- _Passage given_:
1999-04-22 Thread Chris Abbey
not in great big graphics screaming out to the world... but
it's been there since, at least, December.

OK, so it's not even on the initial page - you've got to select others...
but look closely at the list that is there... they're all the comercial
vendors, paying big bucks to Sun I'm sure.

[snip]

>The current status of the JDK is good for early development but the
>silence and

yes the silence is starting to be noticable.

>lack of support *from Sun* is seriously joepardizing any
  
Why does it have to be Sun? It's not like they're developing Java in
a total vaccuumm (how do you spell that word anyway? :|  ) there are
several other companies working with them, any one of whom could pitch
in and help. IBM for example. (dreaming...)

>professional Java development under Linux. You cannot relase a product
>in the market based on a pre-release JDK. You cannot announce release
>dates of your products if Sun doesn't give us a deadline for the final

I think the only person setting any release dates around here should
be Steve. (or the owner of the port for a given arch.) We all saw how
ridiculus Sun looked with 117 and 12pre when they went and announced
a date... :) Steve's response of "Now isn't that interesting." was
a classic.

- _Collected material_:
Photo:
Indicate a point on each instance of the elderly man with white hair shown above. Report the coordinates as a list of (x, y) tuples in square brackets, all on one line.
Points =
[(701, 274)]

- _The problem_:
Answer these questions from the post:
1. Since at least what month has it been there?
2. Which company does the writer name as an example of one that could pitch in and help?
3. Who does the writer think should be the only person setting release dates?

- _Solved problem_:
1. December.
2. IBM.
3. Steve, or the owner of the port for a given arch.